# Data provided
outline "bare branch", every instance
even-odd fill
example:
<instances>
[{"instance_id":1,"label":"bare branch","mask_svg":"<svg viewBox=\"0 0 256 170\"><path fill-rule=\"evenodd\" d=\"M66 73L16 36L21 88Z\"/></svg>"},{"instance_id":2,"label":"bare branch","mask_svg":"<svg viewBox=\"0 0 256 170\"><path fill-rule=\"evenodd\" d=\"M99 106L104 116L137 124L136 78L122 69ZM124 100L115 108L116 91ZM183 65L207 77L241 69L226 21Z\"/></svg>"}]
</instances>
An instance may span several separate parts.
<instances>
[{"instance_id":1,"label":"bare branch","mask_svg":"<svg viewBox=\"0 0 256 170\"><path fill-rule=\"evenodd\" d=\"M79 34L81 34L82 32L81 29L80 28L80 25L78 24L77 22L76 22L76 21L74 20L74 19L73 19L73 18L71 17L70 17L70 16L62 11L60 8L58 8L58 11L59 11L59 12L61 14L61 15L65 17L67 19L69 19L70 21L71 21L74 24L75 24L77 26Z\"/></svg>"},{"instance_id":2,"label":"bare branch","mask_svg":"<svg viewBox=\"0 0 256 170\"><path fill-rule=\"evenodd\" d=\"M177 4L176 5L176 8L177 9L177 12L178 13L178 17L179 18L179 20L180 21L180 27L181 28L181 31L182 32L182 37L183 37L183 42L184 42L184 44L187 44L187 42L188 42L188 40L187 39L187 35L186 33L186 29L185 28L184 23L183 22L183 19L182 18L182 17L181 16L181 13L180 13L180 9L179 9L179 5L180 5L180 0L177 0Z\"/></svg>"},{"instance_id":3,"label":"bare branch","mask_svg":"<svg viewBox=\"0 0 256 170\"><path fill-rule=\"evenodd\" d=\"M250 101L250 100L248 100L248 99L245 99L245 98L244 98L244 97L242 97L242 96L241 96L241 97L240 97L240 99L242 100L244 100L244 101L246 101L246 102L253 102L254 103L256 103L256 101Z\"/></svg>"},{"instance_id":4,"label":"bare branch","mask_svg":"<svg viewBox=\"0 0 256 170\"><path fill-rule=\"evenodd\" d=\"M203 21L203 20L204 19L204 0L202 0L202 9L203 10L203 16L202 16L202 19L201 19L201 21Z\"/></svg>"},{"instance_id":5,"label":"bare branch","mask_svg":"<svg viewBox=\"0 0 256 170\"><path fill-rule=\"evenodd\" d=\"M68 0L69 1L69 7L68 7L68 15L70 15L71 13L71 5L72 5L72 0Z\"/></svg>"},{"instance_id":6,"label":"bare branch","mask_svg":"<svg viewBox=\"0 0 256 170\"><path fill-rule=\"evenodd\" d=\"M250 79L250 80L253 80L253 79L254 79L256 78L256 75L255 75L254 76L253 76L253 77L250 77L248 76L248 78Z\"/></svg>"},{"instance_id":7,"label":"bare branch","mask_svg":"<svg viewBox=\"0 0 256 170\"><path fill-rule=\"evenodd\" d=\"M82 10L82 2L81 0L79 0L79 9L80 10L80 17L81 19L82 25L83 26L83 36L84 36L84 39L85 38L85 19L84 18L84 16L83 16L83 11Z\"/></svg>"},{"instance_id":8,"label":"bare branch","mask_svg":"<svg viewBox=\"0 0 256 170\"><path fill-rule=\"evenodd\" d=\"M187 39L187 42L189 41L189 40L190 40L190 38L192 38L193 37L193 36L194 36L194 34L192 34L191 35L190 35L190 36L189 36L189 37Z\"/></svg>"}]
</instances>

# Your goal
Copy every line of the entries above, character for character, without changing anything.

# Task output
outline "bare branch", every instance
even-odd fill
example:
<instances>
[{"instance_id":1,"label":"bare branch","mask_svg":"<svg viewBox=\"0 0 256 170\"><path fill-rule=\"evenodd\" d=\"M66 73L16 36L21 88Z\"/></svg>"},{"instance_id":2,"label":"bare branch","mask_svg":"<svg viewBox=\"0 0 256 170\"><path fill-rule=\"evenodd\" d=\"M99 106L104 116L137 124L136 78L122 69ZM124 100L115 108L116 91ZM183 65L207 77L241 69L226 21Z\"/></svg>"}]
</instances>
An instance may span several separate parts.
<instances>
[{"instance_id":1,"label":"bare branch","mask_svg":"<svg viewBox=\"0 0 256 170\"><path fill-rule=\"evenodd\" d=\"M79 34L81 34L82 32L81 29L80 28L80 25L78 24L77 22L76 22L76 21L74 20L74 19L73 19L73 18L71 17L70 17L70 16L62 11L60 8L58 8L58 11L59 11L59 12L61 14L61 15L65 17L67 19L69 19L70 21L71 21L74 24L75 24L77 26Z\"/></svg>"},{"instance_id":2,"label":"bare branch","mask_svg":"<svg viewBox=\"0 0 256 170\"><path fill-rule=\"evenodd\" d=\"M177 4L176 5L176 8L177 9L177 12L178 13L178 17L179 18L179 20L180 21L180 27L181 28L181 31L182 32L182 37L183 37L183 42L184 42L184 44L187 44L187 42L188 42L188 40L187 39L187 35L186 33L186 29L185 28L184 23L183 22L183 19L182 18L182 17L181 16L181 13L180 13L180 9L179 9L179 5L180 5L180 0L177 0Z\"/></svg>"},{"instance_id":3,"label":"bare branch","mask_svg":"<svg viewBox=\"0 0 256 170\"><path fill-rule=\"evenodd\" d=\"M250 101L250 100L248 100L248 99L245 99L245 98L244 98L244 97L242 97L242 96L241 96L241 97L240 97L240 99L242 100L244 100L244 101L246 101L246 102L253 102L254 103L256 103L256 101Z\"/></svg>"},{"instance_id":4,"label":"bare branch","mask_svg":"<svg viewBox=\"0 0 256 170\"><path fill-rule=\"evenodd\" d=\"M203 21L203 20L204 19L204 0L202 0L202 9L203 10L203 16L202 16L202 19L201 19L201 21Z\"/></svg>"},{"instance_id":5,"label":"bare branch","mask_svg":"<svg viewBox=\"0 0 256 170\"><path fill-rule=\"evenodd\" d=\"M68 0L69 1L69 7L68 7L68 15L70 15L71 13L71 5L72 5L72 0Z\"/></svg>"},{"instance_id":6,"label":"bare branch","mask_svg":"<svg viewBox=\"0 0 256 170\"><path fill-rule=\"evenodd\" d=\"M250 79L250 80L253 80L253 79L254 79L256 78L256 75L255 75L254 76L253 76L253 77L250 77L248 76L248 78Z\"/></svg>"},{"instance_id":7,"label":"bare branch","mask_svg":"<svg viewBox=\"0 0 256 170\"><path fill-rule=\"evenodd\" d=\"M82 10L82 2L81 0L79 0L79 9L80 10L80 17L81 19L82 25L83 26L83 36L84 36L84 39L85 38L85 19L84 18L84 16L83 16L83 11Z\"/></svg>"},{"instance_id":8,"label":"bare branch","mask_svg":"<svg viewBox=\"0 0 256 170\"><path fill-rule=\"evenodd\" d=\"M187 39L187 42L189 41L189 40L190 40L190 38L192 38L193 37L193 36L194 36L194 34L192 34L191 35L190 35L190 36L189 36L189 37Z\"/></svg>"}]
</instances>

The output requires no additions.